__SOURCE EXCERPT__:
****************************************

The Telangana High Court is the High Court for the Indian state of Telangana. Founded by the 7th Nizam Mir Osman Ali Khan, initially, it was set up as High Court of Hyderabad for the then Princely State of Hyderabad Deccan and later renamed High Court of Andhra Pradesh, as it was set up on 5 November 1956 under the States Reorganisation Act, 1956.The Andhra Pradesh High Court was renamed as High Court of Judicature at Hyderabad in view of the bifurcation of Andhra Pradesh state.

The President of India, on 26 December 2018, issued orders bifurcating The High Court of Judicature at Hyderabad for the State of Telangana and the State of Andhra Pradesh into High Court of Andhra Pradesh with the principal seat at Amaravati and High Court for the State of Telangana with the principal seat at Hyderabad. The bifurcation and the constitution of separate High Courts for Telangana and Andhra Pradesh came into effect from 1 January 2019.

From 2 June 2014, after the Andhra Pradesh Reorganisation Act, 2014 came into force, it was renamed and served as a common high court for both of the states until 1 January 2019. A separate high court was established for Andhra Pradesh and inaugurated on 1 January 2019 and it was named as Andhra Pradesh High Court.

The seat of the high court is in Hyderabad and has been sanctioned for 42 judges.

History of the judiciary 
The State of Andhra Pradesh was formed in 1956 by the separation of the merger of the Andhra State which was formed in the year 1953 from erstwhile Madras state and the Telangana area of Hyderabad Deccan which was acceded by Government of India on 17 September 1948 after the Nizam's rule. On 1 January 2019, Telangana High Court was bifurcated into Andhra Pradesh High Court and Telangana High Court after the formation of the state of Telangana.

****************************************

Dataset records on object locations
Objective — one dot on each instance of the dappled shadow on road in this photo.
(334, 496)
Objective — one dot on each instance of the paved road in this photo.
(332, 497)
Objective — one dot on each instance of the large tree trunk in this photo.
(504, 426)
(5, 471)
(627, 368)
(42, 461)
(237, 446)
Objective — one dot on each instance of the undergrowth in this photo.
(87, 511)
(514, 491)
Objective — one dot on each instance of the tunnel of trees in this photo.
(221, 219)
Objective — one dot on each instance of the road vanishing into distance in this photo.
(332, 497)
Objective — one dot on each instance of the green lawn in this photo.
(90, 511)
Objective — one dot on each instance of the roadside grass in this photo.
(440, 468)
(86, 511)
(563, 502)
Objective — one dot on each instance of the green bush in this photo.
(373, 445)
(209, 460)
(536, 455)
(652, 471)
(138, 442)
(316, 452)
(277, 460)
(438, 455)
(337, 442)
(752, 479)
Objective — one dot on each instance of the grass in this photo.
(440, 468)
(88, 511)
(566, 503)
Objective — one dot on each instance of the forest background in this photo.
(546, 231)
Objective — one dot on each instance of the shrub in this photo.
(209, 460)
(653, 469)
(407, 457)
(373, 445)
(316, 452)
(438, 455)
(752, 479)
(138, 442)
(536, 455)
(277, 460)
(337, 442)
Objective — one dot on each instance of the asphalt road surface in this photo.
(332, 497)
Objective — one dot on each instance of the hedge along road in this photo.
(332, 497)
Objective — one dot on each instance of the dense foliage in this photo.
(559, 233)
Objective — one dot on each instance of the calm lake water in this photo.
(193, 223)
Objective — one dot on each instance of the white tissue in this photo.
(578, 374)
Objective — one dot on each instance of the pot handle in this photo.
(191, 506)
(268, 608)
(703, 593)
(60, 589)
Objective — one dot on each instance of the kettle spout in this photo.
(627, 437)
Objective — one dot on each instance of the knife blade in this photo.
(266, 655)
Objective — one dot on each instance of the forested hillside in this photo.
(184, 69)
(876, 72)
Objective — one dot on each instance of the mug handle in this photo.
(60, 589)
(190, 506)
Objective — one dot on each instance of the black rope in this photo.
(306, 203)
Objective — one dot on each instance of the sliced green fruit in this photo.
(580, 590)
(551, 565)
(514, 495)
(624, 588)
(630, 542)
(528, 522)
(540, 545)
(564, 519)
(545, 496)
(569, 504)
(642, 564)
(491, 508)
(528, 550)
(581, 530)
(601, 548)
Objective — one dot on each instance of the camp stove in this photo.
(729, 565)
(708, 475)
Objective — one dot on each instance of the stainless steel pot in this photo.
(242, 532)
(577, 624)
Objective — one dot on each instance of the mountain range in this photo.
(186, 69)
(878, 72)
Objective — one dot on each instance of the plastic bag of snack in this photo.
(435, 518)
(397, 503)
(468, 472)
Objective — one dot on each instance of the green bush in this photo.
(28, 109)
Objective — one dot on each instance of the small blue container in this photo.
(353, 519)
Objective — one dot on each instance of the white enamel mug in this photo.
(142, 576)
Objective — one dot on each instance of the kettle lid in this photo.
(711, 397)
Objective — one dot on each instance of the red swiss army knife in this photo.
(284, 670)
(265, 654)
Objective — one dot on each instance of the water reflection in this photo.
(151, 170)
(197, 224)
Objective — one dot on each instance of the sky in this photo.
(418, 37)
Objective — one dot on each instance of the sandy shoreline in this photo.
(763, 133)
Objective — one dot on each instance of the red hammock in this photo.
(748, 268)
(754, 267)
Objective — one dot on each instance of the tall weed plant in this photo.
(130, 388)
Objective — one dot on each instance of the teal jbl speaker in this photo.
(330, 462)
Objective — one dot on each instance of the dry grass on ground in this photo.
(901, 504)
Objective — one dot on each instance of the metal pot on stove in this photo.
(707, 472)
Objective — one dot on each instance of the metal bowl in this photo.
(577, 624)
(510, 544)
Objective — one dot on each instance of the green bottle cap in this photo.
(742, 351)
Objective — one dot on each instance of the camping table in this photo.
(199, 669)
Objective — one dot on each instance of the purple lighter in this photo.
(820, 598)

****************************************

__SET TASKS__:
**a.** Retype the Telangana High Court passage from "The President of" to "Pradesh High Court.".
**b.** Answer these questions using the Telangana High Court passage:
(i) On what date did the President of India issue the orders bifurcating the High Court of Judicature at Hyderabad?
(ii) How many judges has the high court been sanctioned for?
(iii) In what year was the Andhra State formed from the erstwhile Madras state?

__SET OF ANSWERS__:
**a.**
The President of India, on 26 December 2018, issued orders bifurcating The High Court of Judicature at Hyderabad for the State of Telangana and the State of Andhra Pradesh into High Court of Andhra Pradesh with the principal seat at Amaravati and High Court for the State of Telangana with the principal seat at Hyderabad. The bifurcation and the constitution of separate High Courts for Telangana and Andhra Pradesh came into effect from 1 January 2019.

From 2 June 2014, after the Andhra Pradesh Reorganisation Act, 2014 came into force, it was renamed and served as a common high court for both of the states until 1 January 2019. A separate high court was established for Andhra Pradesh and inaugurated on 1 January 2019 and it was named as Andhra Pradesh High Court.

**b.**
(i) 26 December 2018
(ii) 42 judges
(iii) 1953